-------- RECORDS TO USE --------

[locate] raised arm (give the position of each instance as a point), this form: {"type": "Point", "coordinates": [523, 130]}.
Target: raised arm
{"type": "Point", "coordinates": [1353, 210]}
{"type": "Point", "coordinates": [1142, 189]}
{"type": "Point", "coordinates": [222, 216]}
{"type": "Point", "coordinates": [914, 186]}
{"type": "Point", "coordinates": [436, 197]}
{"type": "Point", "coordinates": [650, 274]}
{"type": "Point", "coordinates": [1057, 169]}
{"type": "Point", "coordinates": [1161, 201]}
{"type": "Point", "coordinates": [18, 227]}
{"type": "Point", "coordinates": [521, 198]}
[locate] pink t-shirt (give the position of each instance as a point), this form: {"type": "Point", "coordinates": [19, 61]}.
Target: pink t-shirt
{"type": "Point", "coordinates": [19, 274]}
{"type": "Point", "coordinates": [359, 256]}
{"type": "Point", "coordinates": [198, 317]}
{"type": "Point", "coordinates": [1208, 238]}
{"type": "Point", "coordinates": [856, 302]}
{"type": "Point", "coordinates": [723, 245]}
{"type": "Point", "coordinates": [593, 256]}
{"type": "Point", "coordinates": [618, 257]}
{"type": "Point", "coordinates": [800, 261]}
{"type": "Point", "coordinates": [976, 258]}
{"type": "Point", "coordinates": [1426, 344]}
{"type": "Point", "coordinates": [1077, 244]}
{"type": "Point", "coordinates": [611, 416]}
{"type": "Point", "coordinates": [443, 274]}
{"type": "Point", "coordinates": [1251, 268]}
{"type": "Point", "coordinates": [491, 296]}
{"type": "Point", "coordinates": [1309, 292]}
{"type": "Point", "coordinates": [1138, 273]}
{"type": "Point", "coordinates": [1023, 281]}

--------

TASK PROMPT: Could you update the records above so that every "pink t-shirt" becomes "pink shirt" and nothing else changes?

REPLY TO THE TASK:
[locate] raised arm (give the position of each instance as a point), this form: {"type": "Point", "coordinates": [523, 130]}.
Target: raised arm
{"type": "Point", "coordinates": [1353, 210]}
{"type": "Point", "coordinates": [1142, 189]}
{"type": "Point", "coordinates": [222, 216]}
{"type": "Point", "coordinates": [914, 186]}
{"type": "Point", "coordinates": [436, 197]}
{"type": "Point", "coordinates": [650, 274]}
{"type": "Point", "coordinates": [1057, 169]}
{"type": "Point", "coordinates": [1161, 201]}
{"type": "Point", "coordinates": [18, 227]}
{"type": "Point", "coordinates": [521, 198]}
[locate] pink shirt (give the position of each instance as a point), this form: {"type": "Point", "coordinates": [19, 61]}.
Target: pink shirt
{"type": "Point", "coordinates": [19, 274]}
{"type": "Point", "coordinates": [359, 256]}
{"type": "Point", "coordinates": [198, 317]}
{"type": "Point", "coordinates": [1208, 238]}
{"type": "Point", "coordinates": [856, 302]}
{"type": "Point", "coordinates": [723, 245]}
{"type": "Point", "coordinates": [593, 256]}
{"type": "Point", "coordinates": [618, 257]}
{"type": "Point", "coordinates": [800, 261]}
{"type": "Point", "coordinates": [976, 258]}
{"type": "Point", "coordinates": [1426, 344]}
{"type": "Point", "coordinates": [1077, 244]}
{"type": "Point", "coordinates": [611, 416]}
{"type": "Point", "coordinates": [443, 274]}
{"type": "Point", "coordinates": [1251, 268]}
{"type": "Point", "coordinates": [491, 296]}
{"type": "Point", "coordinates": [1309, 292]}
{"type": "Point", "coordinates": [1138, 273]}
{"type": "Point", "coordinates": [1023, 281]}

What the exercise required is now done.